### [What this task involves]
Could you give the listing below again with "green roofed building" swapped for "red roofed building" and every other line left unchanged?

* Begin *

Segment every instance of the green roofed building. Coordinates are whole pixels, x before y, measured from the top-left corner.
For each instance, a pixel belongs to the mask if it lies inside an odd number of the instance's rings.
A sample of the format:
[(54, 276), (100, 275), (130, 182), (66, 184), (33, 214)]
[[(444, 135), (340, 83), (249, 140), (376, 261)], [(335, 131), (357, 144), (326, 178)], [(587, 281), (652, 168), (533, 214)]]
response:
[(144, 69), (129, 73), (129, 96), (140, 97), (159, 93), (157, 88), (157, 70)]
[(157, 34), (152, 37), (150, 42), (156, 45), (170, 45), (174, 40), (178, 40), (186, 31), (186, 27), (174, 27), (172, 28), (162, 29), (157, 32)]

* End *

### [Solution to the exercise]
Segment every instance of the red roofed building. Coordinates are whole pixels, x before y, measured from the top-left corner.
For each instance, a pixel belongs to the mask if it lies inside an odd number of the instance's rings.
A sample of the format:
[(54, 276), (100, 275), (130, 182), (66, 184), (33, 214)]
[[(444, 135), (340, 83), (249, 140), (376, 261)], [(335, 131), (357, 144), (326, 178)], [(587, 281), (652, 168), (533, 214)]]
response:
[(144, 69), (129, 73), (129, 96), (140, 97), (159, 93), (157, 88), (157, 70)]
[(157, 34), (152, 37), (150, 42), (156, 45), (170, 45), (174, 40), (178, 40), (186, 31), (186, 27), (174, 27), (172, 28), (162, 29), (157, 32)]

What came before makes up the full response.